WHAT YOU WILL DO
Copy the lines of the data below word for word. Begin at the line that contains "In this picture, where can the distant snowy" and go on through the last line of the data.

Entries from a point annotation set
--- start ---

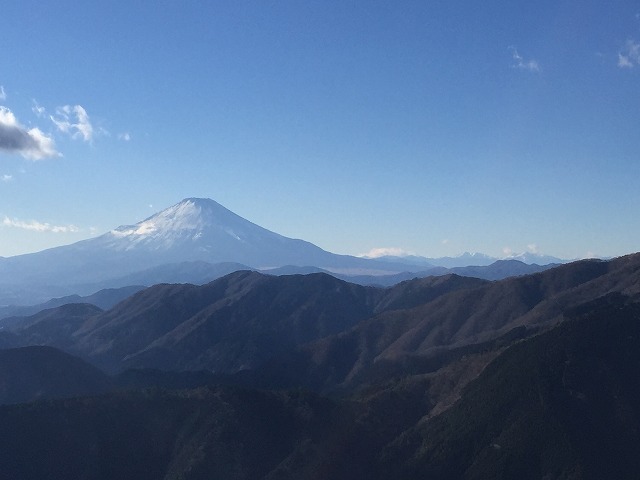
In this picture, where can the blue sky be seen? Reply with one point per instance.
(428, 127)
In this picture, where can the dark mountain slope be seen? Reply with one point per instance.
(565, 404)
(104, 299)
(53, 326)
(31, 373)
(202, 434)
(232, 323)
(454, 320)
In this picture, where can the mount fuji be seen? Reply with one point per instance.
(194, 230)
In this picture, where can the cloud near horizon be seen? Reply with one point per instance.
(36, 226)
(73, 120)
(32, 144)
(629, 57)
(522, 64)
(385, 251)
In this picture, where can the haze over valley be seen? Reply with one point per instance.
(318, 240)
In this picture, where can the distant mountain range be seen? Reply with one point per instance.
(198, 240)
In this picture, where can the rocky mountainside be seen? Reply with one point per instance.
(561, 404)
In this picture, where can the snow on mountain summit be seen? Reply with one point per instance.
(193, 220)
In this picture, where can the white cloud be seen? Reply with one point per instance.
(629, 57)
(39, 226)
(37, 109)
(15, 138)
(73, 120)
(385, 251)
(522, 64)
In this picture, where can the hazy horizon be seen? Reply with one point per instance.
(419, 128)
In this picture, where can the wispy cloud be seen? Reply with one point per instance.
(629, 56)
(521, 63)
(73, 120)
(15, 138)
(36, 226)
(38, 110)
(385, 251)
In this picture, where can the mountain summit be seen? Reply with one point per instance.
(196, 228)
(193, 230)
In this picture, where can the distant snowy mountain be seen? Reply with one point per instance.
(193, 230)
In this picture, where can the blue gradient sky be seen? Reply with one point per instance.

--- end ---

PROBLEM SOLUTION
In this picture, where can the distant snowy mountain be seen? Reply with one point per instance.
(193, 230)
In this picture, where can the blue gradient sky be seen? Reply with one point per instance.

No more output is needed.